Input:
>>>

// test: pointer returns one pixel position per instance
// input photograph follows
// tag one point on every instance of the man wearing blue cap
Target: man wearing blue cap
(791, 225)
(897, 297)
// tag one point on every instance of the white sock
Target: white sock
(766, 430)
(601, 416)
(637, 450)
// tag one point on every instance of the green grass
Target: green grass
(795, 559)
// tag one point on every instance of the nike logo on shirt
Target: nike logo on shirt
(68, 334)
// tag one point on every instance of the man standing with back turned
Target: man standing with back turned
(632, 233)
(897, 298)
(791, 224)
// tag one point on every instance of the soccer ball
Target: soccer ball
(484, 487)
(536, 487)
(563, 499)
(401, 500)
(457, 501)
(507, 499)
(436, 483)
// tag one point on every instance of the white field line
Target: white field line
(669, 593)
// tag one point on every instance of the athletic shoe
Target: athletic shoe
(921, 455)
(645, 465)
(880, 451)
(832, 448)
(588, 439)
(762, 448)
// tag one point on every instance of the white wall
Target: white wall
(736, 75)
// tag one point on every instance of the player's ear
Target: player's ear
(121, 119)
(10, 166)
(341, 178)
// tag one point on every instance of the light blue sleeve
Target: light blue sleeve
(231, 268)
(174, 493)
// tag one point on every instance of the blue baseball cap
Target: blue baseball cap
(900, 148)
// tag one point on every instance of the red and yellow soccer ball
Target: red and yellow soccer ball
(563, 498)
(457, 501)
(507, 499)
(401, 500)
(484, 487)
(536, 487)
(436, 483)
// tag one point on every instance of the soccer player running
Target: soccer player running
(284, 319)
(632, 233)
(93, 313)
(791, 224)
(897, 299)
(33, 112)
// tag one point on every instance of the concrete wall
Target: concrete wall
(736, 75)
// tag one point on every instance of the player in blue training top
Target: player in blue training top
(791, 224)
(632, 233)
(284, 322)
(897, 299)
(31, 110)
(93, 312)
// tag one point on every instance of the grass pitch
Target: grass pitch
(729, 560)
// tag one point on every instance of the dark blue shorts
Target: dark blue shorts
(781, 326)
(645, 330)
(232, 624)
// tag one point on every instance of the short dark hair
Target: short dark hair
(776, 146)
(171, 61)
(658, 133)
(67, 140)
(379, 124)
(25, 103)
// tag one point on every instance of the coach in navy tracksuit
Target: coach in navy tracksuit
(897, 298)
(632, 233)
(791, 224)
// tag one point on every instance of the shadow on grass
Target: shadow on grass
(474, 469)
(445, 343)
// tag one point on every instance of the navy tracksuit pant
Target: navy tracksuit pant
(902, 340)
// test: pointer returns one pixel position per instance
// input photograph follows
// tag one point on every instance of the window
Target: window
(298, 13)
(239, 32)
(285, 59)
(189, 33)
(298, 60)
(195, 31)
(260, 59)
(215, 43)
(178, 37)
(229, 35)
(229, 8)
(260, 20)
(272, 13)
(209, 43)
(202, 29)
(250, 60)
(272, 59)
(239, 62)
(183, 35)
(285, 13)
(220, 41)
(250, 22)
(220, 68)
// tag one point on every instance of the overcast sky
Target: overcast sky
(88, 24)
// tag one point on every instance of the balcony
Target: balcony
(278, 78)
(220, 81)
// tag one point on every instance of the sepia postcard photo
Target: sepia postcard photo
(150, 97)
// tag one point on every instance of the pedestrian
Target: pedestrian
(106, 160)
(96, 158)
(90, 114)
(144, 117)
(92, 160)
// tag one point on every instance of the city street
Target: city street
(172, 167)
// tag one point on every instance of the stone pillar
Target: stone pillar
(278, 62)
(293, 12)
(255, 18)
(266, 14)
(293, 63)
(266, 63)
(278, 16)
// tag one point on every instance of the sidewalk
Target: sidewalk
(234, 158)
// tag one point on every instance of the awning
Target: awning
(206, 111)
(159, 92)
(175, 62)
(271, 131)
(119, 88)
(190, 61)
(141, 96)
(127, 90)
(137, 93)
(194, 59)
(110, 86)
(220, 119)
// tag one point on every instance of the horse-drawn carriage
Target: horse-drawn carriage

<<<

Task item: Write out exactly the lines starting with the one that holds "Target: awning" and running through the last line above.

Solved exercise:
Target: awning
(206, 111)
(159, 92)
(175, 62)
(271, 131)
(119, 88)
(190, 61)
(141, 96)
(127, 90)
(137, 93)
(194, 59)
(110, 86)
(220, 119)
// tag one point on every instance of the horse-drawn carriage
Target: horse-drawn carriage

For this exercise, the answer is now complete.